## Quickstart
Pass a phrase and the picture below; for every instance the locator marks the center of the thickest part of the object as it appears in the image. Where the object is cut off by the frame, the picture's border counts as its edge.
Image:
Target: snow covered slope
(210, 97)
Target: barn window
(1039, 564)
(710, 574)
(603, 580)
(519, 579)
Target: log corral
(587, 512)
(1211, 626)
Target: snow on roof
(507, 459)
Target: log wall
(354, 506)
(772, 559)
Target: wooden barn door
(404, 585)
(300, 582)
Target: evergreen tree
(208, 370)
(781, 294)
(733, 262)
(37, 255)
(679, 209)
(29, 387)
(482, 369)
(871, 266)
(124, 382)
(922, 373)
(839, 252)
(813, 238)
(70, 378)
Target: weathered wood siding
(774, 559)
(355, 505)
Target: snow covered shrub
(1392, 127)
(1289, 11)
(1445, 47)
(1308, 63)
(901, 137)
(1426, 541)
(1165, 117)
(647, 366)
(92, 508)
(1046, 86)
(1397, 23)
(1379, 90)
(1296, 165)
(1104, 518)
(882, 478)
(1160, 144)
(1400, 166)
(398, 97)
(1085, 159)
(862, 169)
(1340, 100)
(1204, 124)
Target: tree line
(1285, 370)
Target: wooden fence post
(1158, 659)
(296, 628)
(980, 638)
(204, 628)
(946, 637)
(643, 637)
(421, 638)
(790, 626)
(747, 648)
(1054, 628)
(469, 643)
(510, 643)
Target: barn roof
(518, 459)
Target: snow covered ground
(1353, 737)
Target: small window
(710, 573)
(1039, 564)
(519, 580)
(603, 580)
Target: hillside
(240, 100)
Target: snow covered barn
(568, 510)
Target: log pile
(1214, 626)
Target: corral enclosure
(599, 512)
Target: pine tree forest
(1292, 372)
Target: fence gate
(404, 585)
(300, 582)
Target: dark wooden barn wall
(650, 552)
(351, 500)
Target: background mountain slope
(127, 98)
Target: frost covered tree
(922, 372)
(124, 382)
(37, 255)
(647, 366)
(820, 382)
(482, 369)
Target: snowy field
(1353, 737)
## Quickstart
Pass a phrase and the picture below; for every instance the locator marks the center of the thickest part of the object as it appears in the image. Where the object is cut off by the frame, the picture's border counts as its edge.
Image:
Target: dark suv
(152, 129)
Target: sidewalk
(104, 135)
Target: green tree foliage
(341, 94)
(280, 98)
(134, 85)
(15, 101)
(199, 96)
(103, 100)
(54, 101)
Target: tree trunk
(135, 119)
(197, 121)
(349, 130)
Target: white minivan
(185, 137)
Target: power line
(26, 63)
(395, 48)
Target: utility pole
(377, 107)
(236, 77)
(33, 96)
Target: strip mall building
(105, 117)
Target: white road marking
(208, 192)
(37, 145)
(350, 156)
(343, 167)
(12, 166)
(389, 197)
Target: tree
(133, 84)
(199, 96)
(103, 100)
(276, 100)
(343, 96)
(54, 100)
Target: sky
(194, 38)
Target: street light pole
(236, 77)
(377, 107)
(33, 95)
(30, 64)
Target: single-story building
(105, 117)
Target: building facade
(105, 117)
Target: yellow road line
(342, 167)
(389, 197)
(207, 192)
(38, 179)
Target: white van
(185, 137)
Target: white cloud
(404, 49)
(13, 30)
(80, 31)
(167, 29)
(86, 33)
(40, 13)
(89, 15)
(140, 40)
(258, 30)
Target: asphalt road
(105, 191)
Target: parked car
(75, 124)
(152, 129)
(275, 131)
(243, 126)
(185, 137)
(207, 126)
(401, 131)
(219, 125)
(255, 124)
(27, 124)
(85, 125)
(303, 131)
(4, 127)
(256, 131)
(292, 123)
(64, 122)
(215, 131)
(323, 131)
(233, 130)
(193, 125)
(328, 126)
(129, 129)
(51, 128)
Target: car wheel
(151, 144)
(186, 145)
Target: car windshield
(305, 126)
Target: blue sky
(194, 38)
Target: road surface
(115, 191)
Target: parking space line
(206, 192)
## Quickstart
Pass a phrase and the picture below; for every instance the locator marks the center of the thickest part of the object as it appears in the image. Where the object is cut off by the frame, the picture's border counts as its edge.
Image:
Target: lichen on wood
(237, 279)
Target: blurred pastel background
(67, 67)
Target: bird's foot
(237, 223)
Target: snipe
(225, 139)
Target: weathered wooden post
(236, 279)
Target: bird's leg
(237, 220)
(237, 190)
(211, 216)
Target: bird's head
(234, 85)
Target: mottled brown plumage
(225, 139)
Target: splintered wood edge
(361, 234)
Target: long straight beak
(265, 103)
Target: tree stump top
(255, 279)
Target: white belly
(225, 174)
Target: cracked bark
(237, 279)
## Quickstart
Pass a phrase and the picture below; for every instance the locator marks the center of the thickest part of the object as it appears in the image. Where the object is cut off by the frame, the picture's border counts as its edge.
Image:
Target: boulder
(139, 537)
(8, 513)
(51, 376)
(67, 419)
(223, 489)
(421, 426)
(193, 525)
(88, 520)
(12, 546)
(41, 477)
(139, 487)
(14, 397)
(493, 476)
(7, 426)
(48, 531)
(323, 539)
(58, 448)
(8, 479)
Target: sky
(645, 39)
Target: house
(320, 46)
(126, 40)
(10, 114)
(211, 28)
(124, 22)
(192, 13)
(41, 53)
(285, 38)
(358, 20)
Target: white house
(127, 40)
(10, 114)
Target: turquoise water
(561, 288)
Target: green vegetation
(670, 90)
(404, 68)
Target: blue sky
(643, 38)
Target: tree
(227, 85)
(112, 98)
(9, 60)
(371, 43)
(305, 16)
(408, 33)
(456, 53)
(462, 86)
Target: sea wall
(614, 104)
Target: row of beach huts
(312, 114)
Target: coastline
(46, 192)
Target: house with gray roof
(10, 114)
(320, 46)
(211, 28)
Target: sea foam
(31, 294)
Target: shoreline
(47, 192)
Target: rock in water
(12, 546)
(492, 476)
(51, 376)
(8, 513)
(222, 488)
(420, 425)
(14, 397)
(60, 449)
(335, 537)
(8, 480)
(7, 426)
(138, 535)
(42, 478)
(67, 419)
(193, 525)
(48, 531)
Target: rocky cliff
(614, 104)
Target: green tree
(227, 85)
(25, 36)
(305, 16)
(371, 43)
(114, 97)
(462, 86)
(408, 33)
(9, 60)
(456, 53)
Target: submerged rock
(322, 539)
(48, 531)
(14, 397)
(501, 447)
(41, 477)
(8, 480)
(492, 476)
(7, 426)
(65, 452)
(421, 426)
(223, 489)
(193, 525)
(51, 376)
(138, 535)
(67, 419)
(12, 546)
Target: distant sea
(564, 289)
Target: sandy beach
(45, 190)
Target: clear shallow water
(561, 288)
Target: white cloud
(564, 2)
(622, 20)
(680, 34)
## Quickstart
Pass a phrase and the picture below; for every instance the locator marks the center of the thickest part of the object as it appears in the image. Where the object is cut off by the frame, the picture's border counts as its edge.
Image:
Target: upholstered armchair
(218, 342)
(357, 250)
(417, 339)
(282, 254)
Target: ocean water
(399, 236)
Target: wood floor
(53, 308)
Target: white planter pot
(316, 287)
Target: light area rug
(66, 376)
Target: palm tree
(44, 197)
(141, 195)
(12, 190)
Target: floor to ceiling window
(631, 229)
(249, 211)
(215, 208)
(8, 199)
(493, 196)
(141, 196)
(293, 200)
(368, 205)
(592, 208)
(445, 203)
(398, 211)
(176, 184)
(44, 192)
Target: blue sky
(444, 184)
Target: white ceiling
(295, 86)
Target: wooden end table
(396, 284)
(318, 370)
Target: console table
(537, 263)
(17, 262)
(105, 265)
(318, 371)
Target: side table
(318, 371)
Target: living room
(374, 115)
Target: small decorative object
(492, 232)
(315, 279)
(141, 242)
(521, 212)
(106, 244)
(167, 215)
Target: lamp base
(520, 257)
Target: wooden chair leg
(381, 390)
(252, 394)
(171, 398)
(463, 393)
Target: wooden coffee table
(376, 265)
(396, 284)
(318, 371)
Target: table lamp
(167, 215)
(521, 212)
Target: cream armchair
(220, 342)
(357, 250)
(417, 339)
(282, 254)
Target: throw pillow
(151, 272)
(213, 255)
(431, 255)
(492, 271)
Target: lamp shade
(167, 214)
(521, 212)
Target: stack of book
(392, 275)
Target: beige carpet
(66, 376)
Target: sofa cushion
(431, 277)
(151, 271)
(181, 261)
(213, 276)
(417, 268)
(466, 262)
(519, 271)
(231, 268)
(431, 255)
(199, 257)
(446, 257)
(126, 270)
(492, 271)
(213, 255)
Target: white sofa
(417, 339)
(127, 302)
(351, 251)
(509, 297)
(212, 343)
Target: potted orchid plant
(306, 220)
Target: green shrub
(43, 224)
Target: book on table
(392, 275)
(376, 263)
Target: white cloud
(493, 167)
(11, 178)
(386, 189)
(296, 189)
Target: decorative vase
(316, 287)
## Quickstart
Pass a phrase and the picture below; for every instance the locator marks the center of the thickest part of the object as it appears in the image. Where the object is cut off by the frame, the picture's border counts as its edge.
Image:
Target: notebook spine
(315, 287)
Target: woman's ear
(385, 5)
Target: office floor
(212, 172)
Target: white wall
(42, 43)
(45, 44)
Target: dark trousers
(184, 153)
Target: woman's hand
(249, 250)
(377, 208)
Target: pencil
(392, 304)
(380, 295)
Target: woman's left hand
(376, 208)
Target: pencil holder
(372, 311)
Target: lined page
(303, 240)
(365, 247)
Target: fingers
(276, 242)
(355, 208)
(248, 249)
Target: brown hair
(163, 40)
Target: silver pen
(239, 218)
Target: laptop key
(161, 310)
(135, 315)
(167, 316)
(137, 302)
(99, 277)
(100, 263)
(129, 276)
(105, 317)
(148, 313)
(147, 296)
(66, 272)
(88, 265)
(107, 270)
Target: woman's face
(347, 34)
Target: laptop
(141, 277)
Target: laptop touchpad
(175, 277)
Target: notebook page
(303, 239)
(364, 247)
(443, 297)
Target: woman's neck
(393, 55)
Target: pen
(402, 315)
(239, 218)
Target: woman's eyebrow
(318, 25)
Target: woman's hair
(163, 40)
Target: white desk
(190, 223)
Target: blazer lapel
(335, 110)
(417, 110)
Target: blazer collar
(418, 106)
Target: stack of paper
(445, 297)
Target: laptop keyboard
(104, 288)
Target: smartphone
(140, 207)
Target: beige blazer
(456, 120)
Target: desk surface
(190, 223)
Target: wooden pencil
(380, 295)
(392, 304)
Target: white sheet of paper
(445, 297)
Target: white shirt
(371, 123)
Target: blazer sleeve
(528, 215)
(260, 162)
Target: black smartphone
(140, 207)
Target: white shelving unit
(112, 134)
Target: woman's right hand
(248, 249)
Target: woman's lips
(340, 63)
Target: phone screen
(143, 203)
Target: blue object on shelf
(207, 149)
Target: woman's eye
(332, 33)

§ **WORK TASK**
Having found the line that contains "Target: silver pen", set down that line and all the rest through the end of the records, exactly.

§ **PROBLEM SOLUTION**
Target: silver pen
(239, 218)
Target: laptop key
(161, 310)
(135, 315)
(167, 316)
(137, 302)
(99, 277)
(100, 263)
(129, 276)
(105, 317)
(148, 313)
(147, 296)
(66, 272)
(88, 265)
(107, 270)
Target: woman's face
(347, 34)
Target: laptop
(141, 277)
Target: laptop touchpad
(175, 277)
Target: notebook page
(303, 239)
(364, 247)
(443, 297)
Target: woman's neck
(393, 55)
Target: pen
(402, 315)
(239, 218)
Target: woman's eyebrow
(318, 25)
Target: woman's hair
(163, 40)
Target: white desk
(190, 223)
Target: blazer lapel
(335, 110)
(417, 110)
Target: blazer collar
(418, 106)
Target: stack of paper
(445, 297)
Target: laptop keyboard
(104, 288)
Target: smartphone
(140, 207)
Target: beige blazer
(456, 120)
Target: desk surface
(190, 223)
Target: wooden pencil
(380, 295)
(392, 304)
Target: white sheet of paper
(445, 297)
Target: white shirt
(371, 123)
Target: blazer sleeve
(528, 215)
(260, 162)
Target: black smartphone
(140, 207)
Target: white shelving unit
(112, 134)
Target: woman's right hand
(248, 249)
Target: woman's lips
(340, 63)
Target: phone screen
(143, 203)
Target: blue object on shelf
(207, 149)
Target: woman's eye
(332, 33)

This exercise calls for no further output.